## Using the information
(1) Answer these questions using the SpatialQC README below, one answer per line, marked the same way.
(a) Which two packages does the README recommend for the annotation functions?
(b) What does the InSituType package need in order to be installed, and which tools are required for Mac users?
(c) Which two In-situ spatial omics data types are given as examples?
(2) In the SpatialQC README below, condense the paragraph that begins "Spatial omics technologies are revolutionizing" into two sentences. Keep its main facts.
(3) Write the next part of the SpatialQC README below, starting after its final line.

## Document extract
###

Center-for-Spatial-OMICs / SpatialQC

Other
1 stars 1 forks source link

SpatialQC

SpatialQC, is a package that supports loading Spatial In-Situ datasets and calculating Quality Control metrics to aid understanding of data quality.

Overview

Spatial omics technologies are revolutionizing how we understand biological tissues, enabling the mapping of molecular compositions at unprecedented spatial resolutions. However, with great power comes great complexity. The interpretation of spatial omics data requires robust quality control measures to ensure the reliability and reproducibility of the measurements. SpatialQC is developed to meet this need, providing a comprehensive suite of quality control metrics specifically tailored for In-situ spatial omics data (e.g CosMx, Xenium).

How to install

remotes::install_github('https://github.com/Center-for-Spatial-OMICs/SpatialQC')

for dedenpency packages

For users wanting to use annotation functions in SpatialQC, Package RCTD & InSituType are recommended.

To install:

  if (!requireNamespace("remotes", quietly = TRUE)) {
    install.packages("remotes")
  }
remotes::install_github("dmcable/RCTD")
if (!requireNamespace("devtools", quietly = TRUE))
  install.packages("devtools")
devtools::install_github("https://github.com/Nanostring-Biostats/InSituType")

Notes:

Package InSituType needs a C++ compiler which can be installed as follows:

gcc and gfortran are required for Mac users to install InSituType

/bin/bash -c "$(curl -fsSL https://raw.githubusercontent.com/Homebrew/install/HEAD/install.sh)"

###

## Exercise data
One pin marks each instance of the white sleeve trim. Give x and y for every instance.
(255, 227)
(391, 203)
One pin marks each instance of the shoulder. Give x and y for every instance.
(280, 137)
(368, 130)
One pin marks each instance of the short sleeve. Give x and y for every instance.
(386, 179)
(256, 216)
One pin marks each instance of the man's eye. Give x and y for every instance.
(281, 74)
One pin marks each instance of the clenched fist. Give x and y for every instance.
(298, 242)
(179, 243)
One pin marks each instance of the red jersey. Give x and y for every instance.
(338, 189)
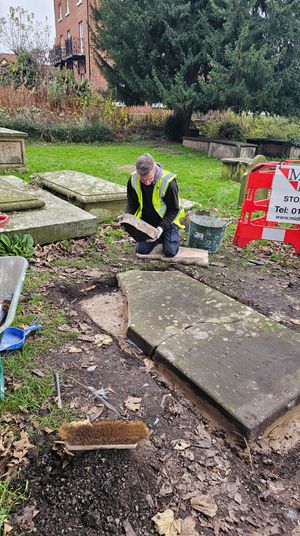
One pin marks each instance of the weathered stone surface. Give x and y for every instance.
(233, 168)
(12, 149)
(15, 198)
(249, 369)
(231, 149)
(161, 304)
(196, 143)
(243, 363)
(137, 228)
(58, 220)
(198, 257)
(102, 198)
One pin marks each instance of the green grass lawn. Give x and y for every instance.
(199, 177)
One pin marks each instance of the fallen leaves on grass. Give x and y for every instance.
(95, 412)
(102, 340)
(7, 528)
(203, 504)
(128, 529)
(166, 524)
(149, 364)
(188, 527)
(74, 350)
(38, 372)
(181, 445)
(24, 520)
(132, 403)
(13, 451)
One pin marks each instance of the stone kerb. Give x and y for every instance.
(221, 148)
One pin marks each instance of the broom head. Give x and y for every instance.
(84, 435)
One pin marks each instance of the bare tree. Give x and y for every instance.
(21, 32)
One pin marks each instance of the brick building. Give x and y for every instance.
(73, 48)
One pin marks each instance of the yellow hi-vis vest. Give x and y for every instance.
(159, 191)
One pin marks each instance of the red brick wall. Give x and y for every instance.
(79, 11)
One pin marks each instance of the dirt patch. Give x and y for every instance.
(109, 311)
(101, 492)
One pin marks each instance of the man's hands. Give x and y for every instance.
(159, 233)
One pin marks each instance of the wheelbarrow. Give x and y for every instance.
(14, 338)
(4, 219)
(12, 275)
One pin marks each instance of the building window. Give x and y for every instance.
(80, 25)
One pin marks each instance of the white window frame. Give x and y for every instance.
(80, 31)
(67, 7)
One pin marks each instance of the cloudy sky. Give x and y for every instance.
(40, 8)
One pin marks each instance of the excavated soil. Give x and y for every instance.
(254, 487)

###

## Solved tasks
(1)
(a) RCTD and InSituType.
(b) It needs a C++ compiler. Mac users need gcc and gfortran.
(c) CosMx and Xenium.

(2) Spatial omics technologies map the molecular makeup of biological tissues at very high spatial resolution, but their data need strong quality control to be reliable and reproducible. SpatialQC meets this need with a full suite of quality control metrics built for In-situ spatial omics data such as CosMx and Xenium.

(3)
brew install gcc
gcc --version
mkdir -p ~/.R
touch ~/.R/Makevars
vi ~/.R/Makevars

Add the following lines to your Makevars file:

CC=/opt/homebrew/bin/gcc-14
CXX=/opt/homebrew/bin/g++-14
CXX11=/opt/homebrew/bin/g++-14
CXX14=/opt/homebrew/bin/g++-14
CXX17=/opt/homebrew/bin/g++-14
FC=/opt/homebrew/bin/gfortran-14
F77=/opt/homebrew/bin/gfortran-14

For others, please use our Rscipts

Functions

readSpatial

Reads and preprocesses spatial transcriptomics data from a specified path for a given imaging based platform. The function supports 'Xenium' and 'CosMx' platforms, performing platform-specific loading and preprocessing steps. This includes loading the data, annotating it with sample metadata and processing cell metadata. For 'Xenium', it adds additional cell metadata and tissue coordinates as an embedding for custom plotting. For 'CosMx', it separates targeting and non-targeting probes, adds additional cell metadata and includes tissue coordinates as an embedding. 'Merscope' platform support is under development. Regardless of platform, data is stored in an assay named "RNA" for convenient and for each platform, this table will be used by subsequent functions.

readTxMeta

Reads transcriptome metadata from a specified path, depending on the platform specified. Currently supports 'Xenium' and 'CosMx' platforms. For 'Xenium', it reads 'transcripts.csv.gz' and renames the 'feature_name' column to 'target' for consistency. For 'CosMx', it reads the appropriate transcriptome file matched by '*tx_file.csv.gz'. 'Merscope' platform support is under development. For each platform, this table will be used by subsequent functions.

getGlobalFDR

It calculate 'specificity' as Global False Discovery Rate (FDR) for specified features (or all features by default) in a Seurat object. It leverages transcript localization data to calculate FDR based on the proportion of negative control or blank barcode expressions compared to the expression of actual genes.

getTxPerCell

This function calculates the mean number of transcripts per cell for a specified set of features (genes) in a Seurat object. If no features are specified, the function defaults to using all targets available within the RNA assay of the provided Seurat object. It's a useful metric for assessing the overall transcriptional activity within the sampled cells.

getTxPerArea

Calculates the mean number of transcripts per unit area for specified features (genes) in a Seurat object. This calculation provides insight into the density of transcriptional activity relative to cell area, offering a normalized measure of gene expression that accounts for differences in cell size.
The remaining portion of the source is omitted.